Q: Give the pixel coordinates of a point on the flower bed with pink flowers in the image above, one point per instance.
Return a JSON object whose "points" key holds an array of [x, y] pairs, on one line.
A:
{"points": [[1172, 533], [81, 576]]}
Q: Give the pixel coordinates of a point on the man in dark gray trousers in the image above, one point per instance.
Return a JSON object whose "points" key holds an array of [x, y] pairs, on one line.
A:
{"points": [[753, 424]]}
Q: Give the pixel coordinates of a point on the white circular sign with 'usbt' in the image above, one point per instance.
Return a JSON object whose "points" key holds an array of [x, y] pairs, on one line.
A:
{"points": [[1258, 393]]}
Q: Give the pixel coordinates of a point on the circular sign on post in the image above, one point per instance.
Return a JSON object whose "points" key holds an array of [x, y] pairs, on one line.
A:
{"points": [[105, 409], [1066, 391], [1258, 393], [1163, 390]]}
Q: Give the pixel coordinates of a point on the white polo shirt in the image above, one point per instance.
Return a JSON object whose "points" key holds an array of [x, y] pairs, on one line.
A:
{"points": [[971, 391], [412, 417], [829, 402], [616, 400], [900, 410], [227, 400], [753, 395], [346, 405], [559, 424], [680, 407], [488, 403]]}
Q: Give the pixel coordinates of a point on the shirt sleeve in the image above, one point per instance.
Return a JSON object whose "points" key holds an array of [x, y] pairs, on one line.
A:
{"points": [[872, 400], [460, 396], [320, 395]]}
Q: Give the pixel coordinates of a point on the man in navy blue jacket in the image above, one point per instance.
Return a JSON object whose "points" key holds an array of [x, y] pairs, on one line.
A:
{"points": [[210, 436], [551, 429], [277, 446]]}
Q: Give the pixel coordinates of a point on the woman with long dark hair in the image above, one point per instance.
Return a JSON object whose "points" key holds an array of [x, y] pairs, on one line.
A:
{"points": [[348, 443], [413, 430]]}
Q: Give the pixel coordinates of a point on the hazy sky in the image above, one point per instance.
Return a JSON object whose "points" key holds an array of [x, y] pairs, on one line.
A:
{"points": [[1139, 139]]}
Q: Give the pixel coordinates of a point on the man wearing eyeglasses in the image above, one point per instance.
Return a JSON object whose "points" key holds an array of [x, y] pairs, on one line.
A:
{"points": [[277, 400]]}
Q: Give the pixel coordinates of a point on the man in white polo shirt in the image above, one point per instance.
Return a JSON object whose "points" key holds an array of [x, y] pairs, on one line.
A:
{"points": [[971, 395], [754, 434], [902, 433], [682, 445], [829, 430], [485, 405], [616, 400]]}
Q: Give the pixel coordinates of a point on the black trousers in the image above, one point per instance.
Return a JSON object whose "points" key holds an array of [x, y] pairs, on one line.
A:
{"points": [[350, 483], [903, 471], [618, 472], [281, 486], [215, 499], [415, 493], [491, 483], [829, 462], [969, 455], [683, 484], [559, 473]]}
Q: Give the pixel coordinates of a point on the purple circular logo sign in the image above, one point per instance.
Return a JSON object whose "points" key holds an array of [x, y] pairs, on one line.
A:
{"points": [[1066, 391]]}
****************
▶ **Exercise instructions**
Copy out every line of the material above word for word, leaving nothing out and changing nothing.

▶ **Answer for this exercise**
Q: Give the pixel coordinates of a point on the flower bed with pink flowers in the image above, one point per instance.
Return a JSON object whose "points" key holds an array of [x, y] pairs, on one line.
A:
{"points": [[1172, 533], [81, 576]]}
Q: Give the pixel coordinates of a point on the man in dark gray trousers in the image above, one point per instance.
Return a JSON object whose "points" key holds an array of [x, y] pairs, on one line.
A:
{"points": [[753, 424]]}
Q: Give the pixel coordinates of a point on the white circular sign with 'usbt' in the image above, one point per instance.
Return a JSON object whose "points" key holds an array of [x, y] pairs, on one line.
A:
{"points": [[1258, 393]]}
Q: Give the pixel coordinates of a point on the circular sign on post in the image above, one point per instance.
Return a JSON object whose "points" key holds an array of [x, y] pairs, on one line.
A:
{"points": [[105, 409], [1066, 391], [1258, 393], [1163, 390]]}
Q: Give the pixel coordinates of a point on the white polo shirt in the image above, one point per instance.
Return a JSON object whose "points" key holds an array of [x, y] pairs, on one line.
A:
{"points": [[971, 391], [412, 417], [829, 402], [616, 400], [900, 410], [227, 400], [753, 395], [346, 405], [559, 424], [680, 407], [488, 403]]}
Q: Give the pixel coordinates of a point on the shirt sleeve in the image above, one point per instance.
Return a JSON object whose "points" key holds an array of [x, y] pairs, on one line.
A:
{"points": [[872, 400], [460, 396], [320, 395]]}
Q: Give the pixel coordinates of a point on the man in navy blue jacket in the image above, one point per instance.
Return a JSON object whose "points" key holds an array of [x, y] pairs, on one line.
A:
{"points": [[210, 436], [551, 429], [277, 446]]}
Q: Give the pixel coordinates of a point on the woman with long dark hair in the image above, one point per instance.
Return a JSON object whose "points" key holds an array of [x, y] pairs, on one line.
A:
{"points": [[348, 443], [413, 430]]}
Q: Give the pixel coordinates of a point on the hazy sky in the image above, one point per instance.
Return a JSON object whose "points" key holds an array of [x, y] pairs, on one line.
A:
{"points": [[1139, 139]]}
Q: Give the pixel coordinates of a point on the man wearing eyeglasses in the image above, one point per instance.
Return a JSON object whose "points" key holds an array of [x, y] pairs, on one line.
A:
{"points": [[277, 400]]}
Q: Give the pixel coordinates of a point on the man in white polo shirt in the image above, one point per instance.
Return a JSON object whose "points" key holds an array of [x, y] pairs, on one line.
A:
{"points": [[971, 395], [754, 434], [902, 433], [682, 445], [829, 430], [485, 405], [616, 400]]}
Q: Give the pixel coordinates of a point on the black trousers in the image above, one point per instance.
Return a JSON object whose "points" key holds an array of [x, y] pairs, on one line.
A:
{"points": [[350, 483], [903, 471], [618, 472], [281, 486], [215, 499], [415, 493], [491, 483], [829, 462], [969, 455], [683, 484], [559, 473]]}
Q: Give the pixel coordinates of a point on the purple circular logo sign in the image above, one point per instance.
Return a JSON object whose "points" key holds an array of [x, y] pairs, on one line.
A:
{"points": [[1066, 391]]}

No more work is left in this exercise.